• **DATA SHOWN**
· · · · · · ·
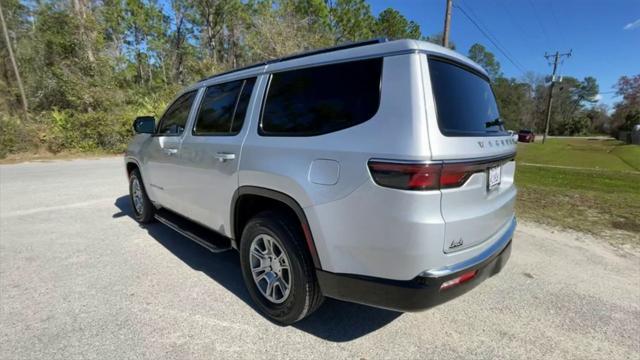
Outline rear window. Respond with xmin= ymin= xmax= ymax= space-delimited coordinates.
xmin=429 ymin=58 xmax=506 ymax=136
xmin=259 ymin=58 xmax=382 ymax=136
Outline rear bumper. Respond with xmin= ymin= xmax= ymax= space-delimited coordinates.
xmin=317 ymin=219 xmax=515 ymax=312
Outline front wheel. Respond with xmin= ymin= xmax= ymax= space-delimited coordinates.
xmin=129 ymin=169 xmax=156 ymax=224
xmin=240 ymin=212 xmax=323 ymax=325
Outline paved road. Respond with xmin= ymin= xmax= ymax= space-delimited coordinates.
xmin=0 ymin=158 xmax=640 ymax=359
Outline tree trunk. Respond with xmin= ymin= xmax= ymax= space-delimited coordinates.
xmin=0 ymin=4 xmax=29 ymax=120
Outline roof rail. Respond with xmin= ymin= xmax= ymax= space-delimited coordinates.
xmin=200 ymin=38 xmax=389 ymax=81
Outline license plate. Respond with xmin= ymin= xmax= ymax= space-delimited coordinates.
xmin=488 ymin=166 xmax=502 ymax=190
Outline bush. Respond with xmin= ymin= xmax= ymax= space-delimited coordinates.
xmin=0 ymin=114 xmax=38 ymax=158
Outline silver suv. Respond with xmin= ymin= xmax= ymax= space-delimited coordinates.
xmin=125 ymin=40 xmax=516 ymax=324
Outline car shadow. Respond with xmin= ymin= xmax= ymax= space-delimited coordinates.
xmin=113 ymin=196 xmax=402 ymax=342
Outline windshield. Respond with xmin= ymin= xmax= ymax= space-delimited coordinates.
xmin=429 ymin=58 xmax=507 ymax=136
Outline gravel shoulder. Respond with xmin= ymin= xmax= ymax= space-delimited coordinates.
xmin=0 ymin=158 xmax=640 ymax=359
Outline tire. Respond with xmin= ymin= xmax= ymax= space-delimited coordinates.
xmin=240 ymin=211 xmax=324 ymax=325
xmin=129 ymin=169 xmax=156 ymax=224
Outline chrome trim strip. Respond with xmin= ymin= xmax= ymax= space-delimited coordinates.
xmin=420 ymin=216 xmax=517 ymax=278
xmin=369 ymin=152 xmax=516 ymax=165
xmin=369 ymin=158 xmax=442 ymax=165
xmin=442 ymin=151 xmax=516 ymax=164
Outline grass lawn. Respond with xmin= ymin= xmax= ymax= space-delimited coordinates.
xmin=516 ymin=139 xmax=640 ymax=245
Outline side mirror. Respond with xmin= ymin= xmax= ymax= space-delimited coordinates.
xmin=133 ymin=116 xmax=156 ymax=134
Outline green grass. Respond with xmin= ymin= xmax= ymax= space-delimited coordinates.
xmin=516 ymin=139 xmax=640 ymax=245
xmin=518 ymin=138 xmax=640 ymax=171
· · · · · · ·
• **BRIEF**
Begin at the line of the data that contains "Outline tire. Respond" and stop after the line that contains "xmin=442 ymin=151 xmax=516 ymax=164". Write out every line in that span again, adding 44 to each coordinate value.

• **RESPONSE**
Outline tire. Respond with xmin= ymin= xmax= ymax= space-delimited coordinates.
xmin=284 ymin=255 xmax=368 ymax=369
xmin=173 ymin=213 xmax=200 ymax=268
Outline chrome trim strip. Respond with xmin= ymin= xmax= ymax= space-delimited coordinates.
xmin=464 ymin=260 xmax=561 ymax=322
xmin=413 ymin=196 xmax=560 ymax=209
xmin=413 ymin=202 xmax=486 ymax=209
xmin=486 ymin=195 xmax=560 ymax=208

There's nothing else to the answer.